- Extract provided -
'''
Trunk Crime
Denham’s Death
at Broadcasting House had Hitler whining about the French keeping down the
krauts, here his play (with Edward Percy) has a school boy and varsity man take
revenge on a longstanding bully, it rises to terrible Hitlerian heights and
menaces with “murder of elimination” before the happy, chastening
close, and of course there’s a certain amount of Hitchcock right from the
start and well before Rope.
Thunder Rock
On Lake Michigan,
a lighthouse, the English keeper doesn’t cash his paychecks. This causes a flurry at the head office, humorously
portrayed by Boulting’s English cast in the American manner. One goes to China or not to fight the war in 1939, the
lighthouse memorializes a disaster the keeper commemorates in his own way. Japan and the League of Nations, Italy under Mussolini,
Spain, the rise of Nazi Germany, he has covered it all vainly for the blinkered
and traitorous London Daily Argus and
published it in a remaindered book called Darkening
World, from his “ivory tower” off Wisconsin he recalls his Report from Inside and his
“Britain Awake!” campaign, and considers the hundred-years dead...
'''
- Exercise A -
Copy the entries word for word, from the line containing "The scan above contains the multi-pane" through the end of the entries.
The film notes and the entries have nothing to do with each other.

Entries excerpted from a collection
'''
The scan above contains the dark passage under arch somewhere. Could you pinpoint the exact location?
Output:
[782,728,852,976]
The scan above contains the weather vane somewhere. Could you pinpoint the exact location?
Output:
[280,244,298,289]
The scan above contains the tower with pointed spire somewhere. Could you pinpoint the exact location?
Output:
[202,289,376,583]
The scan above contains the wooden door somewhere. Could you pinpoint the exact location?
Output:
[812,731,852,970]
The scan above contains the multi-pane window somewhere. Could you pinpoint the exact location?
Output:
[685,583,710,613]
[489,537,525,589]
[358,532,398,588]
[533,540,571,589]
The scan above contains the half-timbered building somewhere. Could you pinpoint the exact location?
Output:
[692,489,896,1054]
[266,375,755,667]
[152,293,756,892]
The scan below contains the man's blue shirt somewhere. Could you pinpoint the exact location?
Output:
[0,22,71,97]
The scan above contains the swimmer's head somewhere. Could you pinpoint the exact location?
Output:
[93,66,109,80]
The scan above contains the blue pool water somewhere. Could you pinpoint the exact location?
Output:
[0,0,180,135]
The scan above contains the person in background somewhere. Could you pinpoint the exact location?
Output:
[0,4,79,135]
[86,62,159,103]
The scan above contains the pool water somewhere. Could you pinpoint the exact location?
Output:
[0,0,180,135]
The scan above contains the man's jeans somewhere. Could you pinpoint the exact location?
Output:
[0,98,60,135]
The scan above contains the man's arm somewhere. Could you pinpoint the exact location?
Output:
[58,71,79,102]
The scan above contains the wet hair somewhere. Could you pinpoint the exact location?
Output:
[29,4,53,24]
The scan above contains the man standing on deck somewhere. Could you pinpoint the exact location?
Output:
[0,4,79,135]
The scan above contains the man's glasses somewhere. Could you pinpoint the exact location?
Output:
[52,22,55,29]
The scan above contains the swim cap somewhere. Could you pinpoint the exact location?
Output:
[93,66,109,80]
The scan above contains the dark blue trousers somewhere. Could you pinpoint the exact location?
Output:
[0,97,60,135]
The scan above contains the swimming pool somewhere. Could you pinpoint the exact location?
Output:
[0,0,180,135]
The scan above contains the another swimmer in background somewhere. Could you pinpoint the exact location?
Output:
'''
- Exercise B -
Answer these questions from the film notes:
(i) In the Trunk Crime section, which later film is the play said to come well before?
(ii) On which lake does Thunder Rock place its lighthouse?
(iii) What is the title of the keeper's remaindered book?

- Correct result A -
The scan above contains the multi-pane window somewhere. Could you pinpoint the exact location?
Output:
[685,583,710,613]
[489,537,525,589]
[358,532,398,588]
[533,540,571,589]
The scan above contains the half-timbered building somewhere. Could you pinpoint the exact location?
Output:
[692,489,896,1054]
[266,375,755,667]
[152,293,756,892]
The scan below contains the man's blue shirt somewhere. Could you pinpoint the exact location?
Output:
[0,22,71,97]
The scan above contains the swimmer's head somewhere. Could you pinpoint the exact location?
Output:
[93,66,109,80]
The scan above contains the blue pool water somewhere. Could you pinpoint the exact location?
Output:
[0,0,180,135]
The scan above contains the person in background somewhere. Could you pinpoint the exact location?
Output:
[0,4,79,135]
[86,62,159,103]
The scan above contains the pool water somewhere. Could you pinpoint the exact location?
Output:
[0,0,180,135]
The scan above contains the man's jeans somewhere. Could you pinpoint the exact location?
Output:
[0,98,60,135]
The scan above contains the man's arm somewhere. Could you pinpoint the exact location?
Output:
[58,71,79,102]
The scan above contains the wet hair somewhere. Could you pinpoint the exact location?
Output:
[29,4,53,24]
The scan above contains the man standing on deck somewhere. Could you pinpoint the exact location?
Output:
[0,4,79,135]
The scan above contains the man's glasses somewhere. Could you pinpoint the exact location?
Output:
[52,22,55,29]
The scan above contains the swim cap somewhere. Could you pinpoint the exact location?
Output:
[93,66,109,80]
The scan above contains the dark blue trousers somewhere. Could you pinpoint the exact location?
Output:
[0,97,60,135]
The scan above contains the swimming pool somewhere. Could you pinpoint the exact location?
Output:
[0,0,180,135]
The scan above contains the another swimmer in background somewhere. Could you pinpoint the exact location?
Output:

- Correct result B -
(i) Rope
(ii) Lake Michigan
(iii) Darkening World